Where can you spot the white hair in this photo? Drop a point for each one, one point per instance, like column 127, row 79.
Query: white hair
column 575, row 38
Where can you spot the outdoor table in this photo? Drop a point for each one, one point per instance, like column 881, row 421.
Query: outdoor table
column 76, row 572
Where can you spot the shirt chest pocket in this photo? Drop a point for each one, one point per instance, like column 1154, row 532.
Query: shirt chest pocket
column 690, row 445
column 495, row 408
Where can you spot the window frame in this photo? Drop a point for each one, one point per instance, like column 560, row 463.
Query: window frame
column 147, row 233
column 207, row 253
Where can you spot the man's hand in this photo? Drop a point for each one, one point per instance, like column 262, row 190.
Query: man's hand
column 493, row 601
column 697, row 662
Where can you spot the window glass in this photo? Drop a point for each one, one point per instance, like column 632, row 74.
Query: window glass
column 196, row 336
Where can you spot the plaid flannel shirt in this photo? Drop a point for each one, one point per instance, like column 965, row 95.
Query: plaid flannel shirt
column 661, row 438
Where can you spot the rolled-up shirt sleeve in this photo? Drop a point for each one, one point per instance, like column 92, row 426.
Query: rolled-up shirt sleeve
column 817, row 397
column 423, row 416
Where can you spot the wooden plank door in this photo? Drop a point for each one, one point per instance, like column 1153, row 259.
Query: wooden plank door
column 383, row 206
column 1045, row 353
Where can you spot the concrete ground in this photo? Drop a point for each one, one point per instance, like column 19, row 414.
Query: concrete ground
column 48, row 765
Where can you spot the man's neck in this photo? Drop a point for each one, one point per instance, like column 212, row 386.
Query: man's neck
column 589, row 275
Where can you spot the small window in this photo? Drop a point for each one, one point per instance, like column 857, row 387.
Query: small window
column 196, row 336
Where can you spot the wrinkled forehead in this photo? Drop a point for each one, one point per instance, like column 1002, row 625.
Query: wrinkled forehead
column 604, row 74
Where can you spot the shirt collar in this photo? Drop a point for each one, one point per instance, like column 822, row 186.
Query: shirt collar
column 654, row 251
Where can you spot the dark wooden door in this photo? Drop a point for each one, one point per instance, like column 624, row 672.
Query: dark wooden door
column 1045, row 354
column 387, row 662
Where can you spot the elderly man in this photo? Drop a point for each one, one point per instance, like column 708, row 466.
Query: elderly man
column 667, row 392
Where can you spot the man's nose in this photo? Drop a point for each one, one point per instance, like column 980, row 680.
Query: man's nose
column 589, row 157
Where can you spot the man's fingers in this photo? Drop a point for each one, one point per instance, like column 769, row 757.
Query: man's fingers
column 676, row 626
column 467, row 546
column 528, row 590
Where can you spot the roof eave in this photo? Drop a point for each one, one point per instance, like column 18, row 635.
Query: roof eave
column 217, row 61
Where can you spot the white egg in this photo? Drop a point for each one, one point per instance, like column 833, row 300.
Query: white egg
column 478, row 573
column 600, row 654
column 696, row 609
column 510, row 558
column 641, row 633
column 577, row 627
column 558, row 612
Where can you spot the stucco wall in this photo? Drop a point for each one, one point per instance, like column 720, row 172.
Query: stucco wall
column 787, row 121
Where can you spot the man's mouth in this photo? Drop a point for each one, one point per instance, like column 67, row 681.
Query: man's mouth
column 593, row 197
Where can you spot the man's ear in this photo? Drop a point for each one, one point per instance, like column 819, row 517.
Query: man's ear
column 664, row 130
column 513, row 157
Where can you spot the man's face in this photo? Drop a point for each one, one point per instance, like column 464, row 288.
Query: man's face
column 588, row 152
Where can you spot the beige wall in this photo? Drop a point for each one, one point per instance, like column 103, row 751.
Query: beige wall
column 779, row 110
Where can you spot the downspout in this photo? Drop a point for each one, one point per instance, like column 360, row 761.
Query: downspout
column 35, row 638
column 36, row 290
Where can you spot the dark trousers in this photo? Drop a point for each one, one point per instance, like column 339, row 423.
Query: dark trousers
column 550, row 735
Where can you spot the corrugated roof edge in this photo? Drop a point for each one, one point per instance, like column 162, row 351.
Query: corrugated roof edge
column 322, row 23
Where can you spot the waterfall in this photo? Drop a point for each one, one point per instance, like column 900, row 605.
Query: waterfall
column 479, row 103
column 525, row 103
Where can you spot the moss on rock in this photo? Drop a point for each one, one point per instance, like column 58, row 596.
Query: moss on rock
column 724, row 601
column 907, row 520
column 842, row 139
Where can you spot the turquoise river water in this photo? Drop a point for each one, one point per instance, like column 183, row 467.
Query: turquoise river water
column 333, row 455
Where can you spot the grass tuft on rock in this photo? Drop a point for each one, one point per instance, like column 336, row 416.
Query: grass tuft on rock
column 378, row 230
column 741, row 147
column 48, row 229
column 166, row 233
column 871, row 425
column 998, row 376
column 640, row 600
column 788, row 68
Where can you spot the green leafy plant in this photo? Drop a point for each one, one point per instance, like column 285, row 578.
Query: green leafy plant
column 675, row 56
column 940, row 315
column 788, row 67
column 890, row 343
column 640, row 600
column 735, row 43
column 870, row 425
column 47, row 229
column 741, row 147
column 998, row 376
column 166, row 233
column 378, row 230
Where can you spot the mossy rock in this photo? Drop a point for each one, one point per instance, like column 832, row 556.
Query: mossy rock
────────
REQUIRED TASK ▸ Please copy the records above again with every "Drop a point" replaced by "Place a marker" and all else unchanged.

RESULT OF THIS EXERCISE ▸
Where can you spot the white hair in this photo? Place a marker for each one, one point per instance, like column 127, row 79.
Query: white hair
column 575, row 38
Where can you spot the outdoor table in this photo? Place a marker for each one, one point per instance, like column 881, row 421.
Query: outdoor table
column 76, row 572
Where can you spot the shirt chest pocket in this photo? Place a marker for each one, one point per instance, like column 1154, row 532.
Query: shirt chest pocket
column 690, row 445
column 495, row 408
Where can you spot the window frame in this photo? Place a marker for each one, one point per instance, like column 560, row 463.
Query: window frame
column 147, row 233
column 207, row 253
Where can you spot the man's hand in this photo? Place a marker for each one, one point per instance, like column 262, row 190.
Query: man's hand
column 493, row 601
column 697, row 662
Where can you spot the window glass in this photo? Place a marker for each one, one point per instance, like column 632, row 74.
Query: window glass
column 196, row 336
Where can you spot the plaid flannel shirt in this photo? Place a marker for each one, one point per instance, like column 965, row 95.
Query: plaid flannel shirt
column 661, row 438
Where can you spot the rolled-up shirt sleeve in this photo? Place a marker for each one, one point per instance, like column 92, row 426.
Query: rolled-up shirt sleeve
column 817, row 397
column 423, row 416
Where can you spot the wooden plank door in this photo? Place a marker for each one, one point per instance, like column 1153, row 259.
Query: wooden plank door
column 383, row 206
column 1045, row 353
Where can you spot the concrete ground in this photo? Place a marker for each one, one point per instance, like column 19, row 414.
Query: concrete ground
column 48, row 765
Where can you spot the man's neck in this photo? Place a marker for each one, one point per instance, like column 212, row 386.
Query: man's neck
column 589, row 275
Where can you spot the small window in this photo? Place a marker for each one, one point per instance, like column 857, row 387.
Query: small window
column 196, row 336
Where can you spot the wrinkled forehead in this photo? Place a marker for each one, one point per instance, like column 1002, row 625.
Query: wrinkled forehead
column 604, row 74
Where can you spot the shirt collar in this photo? Place a marker for each one, one point per instance, like column 822, row 186.
Query: shirt collar
column 654, row 251
Where can you spot the dark wooden door in this photo? Place a marker for each one, one point per instance, like column 624, row 672.
Query: dark wooden door
column 1045, row 354
column 387, row 662
Where can you spot the elderly man in this photo? Place a marker for each one, one point per instance, like column 708, row 466.
Query: elderly man
column 667, row 392
Where can you spot the man's nose in this photo? Place a marker for each one, one point per instance, like column 980, row 680.
Query: man's nose
column 589, row 157
Where can you spot the man's fingers in this photo? Place a marker for each one, one point per instance, like column 769, row 757.
Query: man's fingers
column 676, row 626
column 467, row 546
column 528, row 590
Where can you spot the roof eave in this photo? Place a marker for each one, one point per instance, like column 18, row 635.
Query: roof eave
column 217, row 61
Where can you spot the white egg in this photo? Place a marker for each one, one point per instance, like column 833, row 300.
Query: white egg
column 478, row 573
column 600, row 654
column 696, row 609
column 510, row 558
column 641, row 633
column 577, row 627
column 558, row 612
Where can you spot the stucco wall in this photo? Place a marker for each one, one point per instance, like column 720, row 172.
Query: stucco wall
column 787, row 121
Where can you spot the man's mouth in this photo? Place a marker for each one, one point per instance, like column 67, row 681.
Query: man's mouth
column 593, row 197
Where can you spot the man's ear in this photo? Place a marker for each one, one point per instance, like column 819, row 517.
Query: man's ear
column 664, row 130
column 513, row 157
Where can you spot the man's face in this photo? Place a marker for each one, one point per instance, like column 464, row 288.
Query: man's face
column 588, row 152
Where can you spot the beige wall in this photo? Place a marker for each one, one point per instance, like column 103, row 751.
Query: beige wall
column 779, row 110
Where can you spot the downspout in this photo? Place a marker for each one, one point per instance, like column 360, row 761.
Query: downspout
column 35, row 638
column 36, row 290
Where can you spot the dark trousers in this photo? Place a marker for each one, one point per instance, like column 339, row 423.
Query: dark trousers
column 550, row 735
Where can you spot the corrugated roof edge in this photo? Place a marker for each one, one point per instance, like column 162, row 351.
Query: corrugated roof edge
column 322, row 23
Where can you spot the waterfall in this photo? Place a marker for each one, one point per instance, like column 900, row 605.
Query: waterfall
column 479, row 103
column 525, row 103
Where can you spot the moss on rock in this photo? Place a marker for each one, one point per instance, like column 58, row 596.
Query: moss on rock
column 724, row 601
column 907, row 520
column 842, row 139
Where can you spot the turquoise river water in this photo? Place a marker for each one, one point per instance, like column 183, row 467.
Query: turquoise river water
column 333, row 455
Where can you spot the grass tuft on rock in this photo? Place a marker for each one, one point per instance, like column 336, row 416.
Query: grass tuft on rock
column 378, row 230
column 741, row 147
column 48, row 229
column 166, row 233
column 871, row 425
column 998, row 376
column 640, row 600
column 788, row 68
Where can you spot the green leafy plant in this photo? Place a marker for each one, one point per instance, like column 285, row 578.
Query: green leafy plant
column 675, row 56
column 940, row 315
column 788, row 67
column 890, row 343
column 640, row 600
column 735, row 43
column 870, row 425
column 47, row 229
column 741, row 147
column 998, row 376
column 166, row 233
column 378, row 230
Where can you spot the mossy rock in this photo? Place a marker for each one, one point per instance, like column 832, row 556.
Query: mossy rock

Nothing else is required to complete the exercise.